Reading text:
◇ ◇ ◇
Amid the clamour of the current shouting-match about tariffs, two sometimes-forgotten facts in international trade should be noted. First, tariffs are not the only distortion. Second, none of the countries involved in the current battles is without sin when it comes to trade restrictions.
Tariff barriers have certainly come down dramatically since the Second World War (which makes US President Donald Trump’s reversal of this trend all the more shocking). Much is made of the tiny levels of average tariffs and the low percentage of imports that are subject to tariffs.
But, as if in defence of his own actions, Trump is able to point to Canada’s 280% tariff on milk products above quota, and Europe’s 10% tariffs on car imports. How should we compare relative tariff turpitude?
Average tariffs are low in all advanced countries. There are a few tricks behind the numbers. Averages are usually calculated by dividing tariff revenue by import value. If a tariff is high enough to seriously constrain imports, it will have a small weighting in the calculation because there are hardly any imports. A tariff big enough to exclude all imports of an item doesn’t register at all in a country’s average tariff level.
American tariff revenue is 2.4% of imports, while Europe’s is 3.0% and Canada’s is 3.1%. America might seem to sin a little less than the others, but it has higher tariffs on fewer items, so the average measure makes it look better. This measure also excludes a range of tariff-like measures – anti-dumping, safeguards, and countervailing duties – which America uses more than other countries.
In any case, tariffs are no longer the main restraint on trade: behind-the-border measures are more important.
Europe has its massive CAP program to subsidise its agriculture. America also has subsidies, protection, and “voluntary restraint” by foreign producers, which all serve to protect its inefficient sugar industry. Japan has no tariffs on imported cars, but its minuscule imports reflect detailed regulatory requirements, as well as the legitimate advantage of producing cars that its consumers regard as superior.
◇ ◇ ◇
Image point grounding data
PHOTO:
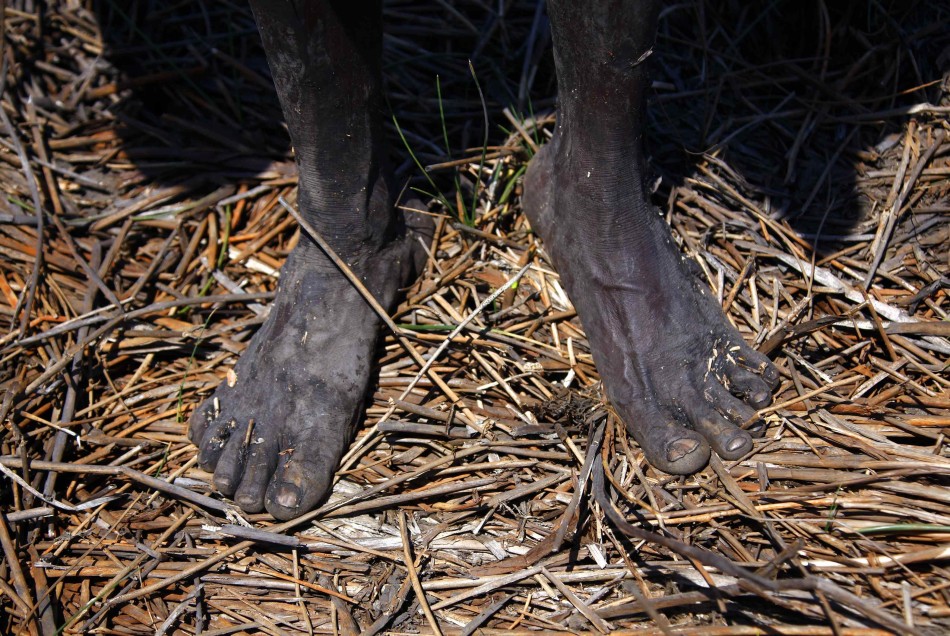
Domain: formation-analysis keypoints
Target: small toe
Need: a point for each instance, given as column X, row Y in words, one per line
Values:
column 216, row 438
column 749, row 386
column 728, row 440
column 761, row 366
column 669, row 445
column 735, row 410
column 259, row 466
column 200, row 419
column 229, row 465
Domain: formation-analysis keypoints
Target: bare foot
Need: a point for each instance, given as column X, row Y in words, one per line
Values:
column 679, row 375
column 275, row 437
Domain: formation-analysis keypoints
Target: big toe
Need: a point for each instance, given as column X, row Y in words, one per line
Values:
column 298, row 487
column 670, row 446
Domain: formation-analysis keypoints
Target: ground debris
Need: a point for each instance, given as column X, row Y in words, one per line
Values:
column 804, row 169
◇ ◇ ◇
Exercise instructions:
1. According to the text on tariffs, what percentage of imports does American tariff revenue equal?
2. Revise the stretch of the text on tariffs from "Tariff barriers have" through "relative tariff turpitude?", replacing "milk products" with "dairy products".
3. Which tariff-like measures does the text on tariffs say the average measure excludes?

Responses by item number:
1. 2.4% of imports.

2.
Tariff barriers have certainly come down dramatically since the Second World War (which makes US President Donald Trump’s reversal of this trend all the more shocking). Much is made of the tiny levels of average tariffs and the low percentage of imports that are subject to tariffs.
But, as if in defence of his own actions, Trump is able to point to Canada’s 280% tariff on dairy products above quota, and Europe’s 10% tariffs on car imports. How should we compare relative tariff turpitude?

3. Anti-dumping, safeguards, and countervailing duties.